▸ **OBJECTIVES**:
a: List every person named in the review of books on musicology and feminism, one per line.
b: Please summarize the review of books on musicology and feminism in two sentences.
c: Turn the paragraph of the review of books on musicology and feminism that begins "Kaija Saariaho is one of the most important" into a bulleted list that keeps its main facts.

Dusty! Queen of the Postmods by Annie J. Randall . Oxford: Oxford University Press, 2008, 240 pp., $24.95 hardcover.
Big Ears: Listening for Gender in Jazz Studies edited by Nichole T. Rustin and Sherrie Tucker . Durham, NC: Duke University Press, 2008, 472 pp., $94.95 hardcover, $26.95 paper.

In Feminine Endings: Music, Gender, and Sexuality (1991), musicologist Susan McClary noted: "It almost seems that musicology managed miraculously to pass directly from pre- to postfeminism without ever having to change—or even examine—its ways" (5). McClary, one of musicology's most important feminist scholars, throughout her career has continued her evaluation of musicology's complicated relationship to feminism. In her 1993 assessment of the state of musicology and feminism, she traced the journey from the feminist historiography that dominated the 1970s and 1980s to the emergence of feminist criticism in the early 1990s. In her 2000 reassessment of the field, McClary noted the great strides forward in terms of female representation in music, but also that many of those same strong women eschewed the label "feminist" completely. Now it is ten years later and many university women's studies programs are becoming gender studies instead, reflecting changing interests, foci, and methodologies. In the twenty years since McClary's foundational tome, there has been dedicated interaction with feminism from many music scholars in many different ways, and the three books under review here all speak to both the history and the diverse current state of musicology and feminism.

Kaija Saariaho is one of the most important Finnish composers of Western art music after Jean Sibelius, and one of the most important composers of contemporary music alive today. Known for her work in "spectral" music—which involves using computers to analyze the component parts of a given sound, and then using those parts as the basis for the whole piece—as well as blending computer and acoustic sounds into profoundly emotionally effective works that eschew the hierarchical structures that normally dominate traditional Western music. She is a figure that has attracted many scholars interested in female composers, and with Kaija Saariaho, Finnish musicologist Pirkko Moisala delivers a biography of both the artist and the works she has composed over the course of her thirty-year-long career.

▸ **RECORDS**:
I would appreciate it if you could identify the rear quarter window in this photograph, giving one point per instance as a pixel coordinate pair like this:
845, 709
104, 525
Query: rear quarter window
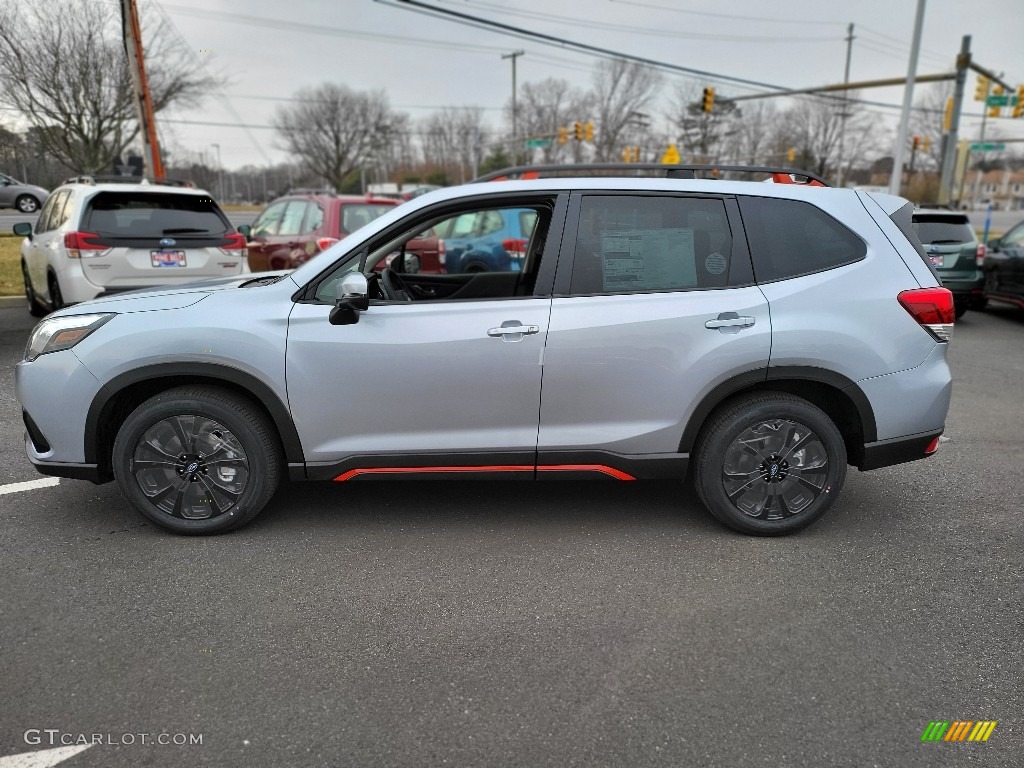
148, 214
790, 238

▸ **SOLVED PROBLEMS**:
a:
Annie J. Randall
Nichole T. Rustin
Sherrie Tucker
Susan McClary
Kaija Saariaho
Jean Sibelius
Pirkko Moisala

b: The review opens with Susan McClary's 1991 remark that musicology passed from pre- to postfeminism without examining its ways, and it traces her later assessments of the field in 1993 and 2000. It says the three books under review speak to the history and current state of musicology and feminism, and it introduces Pirkko Moisala's biography of the Finnish composer Kaija Saariaho.

c:
- Kaija Saariaho ranks among the most important Finnish composers of Western art music after Jean Sibelius and among the most important living composers of contemporary music.
- She is known for "spectral" music, in which computers analyze the component parts of a sound and those parts form the basis of the whole piece.
- She blends computer and acoustic sounds into deeply emotional works that avoid the hierarchical structures of traditional Western music.
- She has drawn many scholars interested in female composers.
- In Kaija Saariaho, Finnish musicologist Pirkko Moisala presents a biography of the artist and of the works from her thirty-year career.